Support vector machines (SVMs) are a set of supervised learning methods used for classification, regression and outliers detection.

61
Q

What are the advantages and disadvantages of SVM?

A

Advantages:
SVM works relatively well when there is a clear margin of separation between classes.
SVM is more effective in high dimensional spaces.
SVM is effective in cases where the number of dimensions is greater than the number of samples.
SVM is relatively memory efficient

Disadvantages:
SVM algorithm is not suitable for large data sets.
SVM does not perform very well when the data set has more noise i.e. target classes are overlapping.
In cases where the number of features for each data point exceeds the number of training data samples, the SVM will underperform.
As the support vector classifier works by putting data points, above and below the classifying hyperplane there is no probabilistic explanation for the classification.
Does not support categorical data (need to do one-hot-encoding)

62
Q

What are different encoding for categorical data?

A

Ordinal Encoding - each unique category value is assigned an integer value.
One-hot-encoding - For categorical variables where no ordinal relationship exists, the integer encoding may not be enough, at best, or misleading to the model at worst
Dummy Variable Encoding -Represent C categories with C-1 binary variables.
Hashing trick.

Nominal Variable (Categorical). Variable comprises a finite set of discrete values with no relationship between values.
Ordinal Variable. Variable comprises a finite set of discrete values with a ranked ordering between values.
63
Q

What is data wrangling?

A

Data wrangling—also called data cleaning, data remediation, or data munging—refers to a variety of processes designed to transform raw data into more readily used formats. The exact methods differ from project to project depending on the data you’re leveraging and the goal you’re trying to achieve.

Some examples of data wrangling include:

  • Merging multiple data sources into a single dataset for analysis
  • Identifying gaps in data (for example, empty cells in a spreadsheet) and either filling or deleting them
  • Deleting data that’s either unnecessary or irrelevant to the project you’re working on
  • Identifying extreme outliers in data and either explaining the discrepancies or removing them so that analysis can take place
64
Q

What are data wrangling steps?

> Work order: Copy word for word the portion of the machine learning Q&A that opens with the words containing "Does not support" and closes with "Hashing trick.".

> Data records:
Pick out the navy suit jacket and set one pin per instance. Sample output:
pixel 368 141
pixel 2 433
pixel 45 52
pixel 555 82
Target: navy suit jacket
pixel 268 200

> Output of the task:
Does not support categorical data (need to do one-hot-encoding)

62
Q

What are different encoding for categorical data?

A

Ordinal Encoding - each unique category value is assigned an integer value.
One-hot-encoding - For categorical variables where no ordinal relationship exists, the integer encoding may not be enough, at best, or misleading to the model at worst
Dummy Variable Encoding -Represent C categories with C-1 binary variables.
Hashing trick.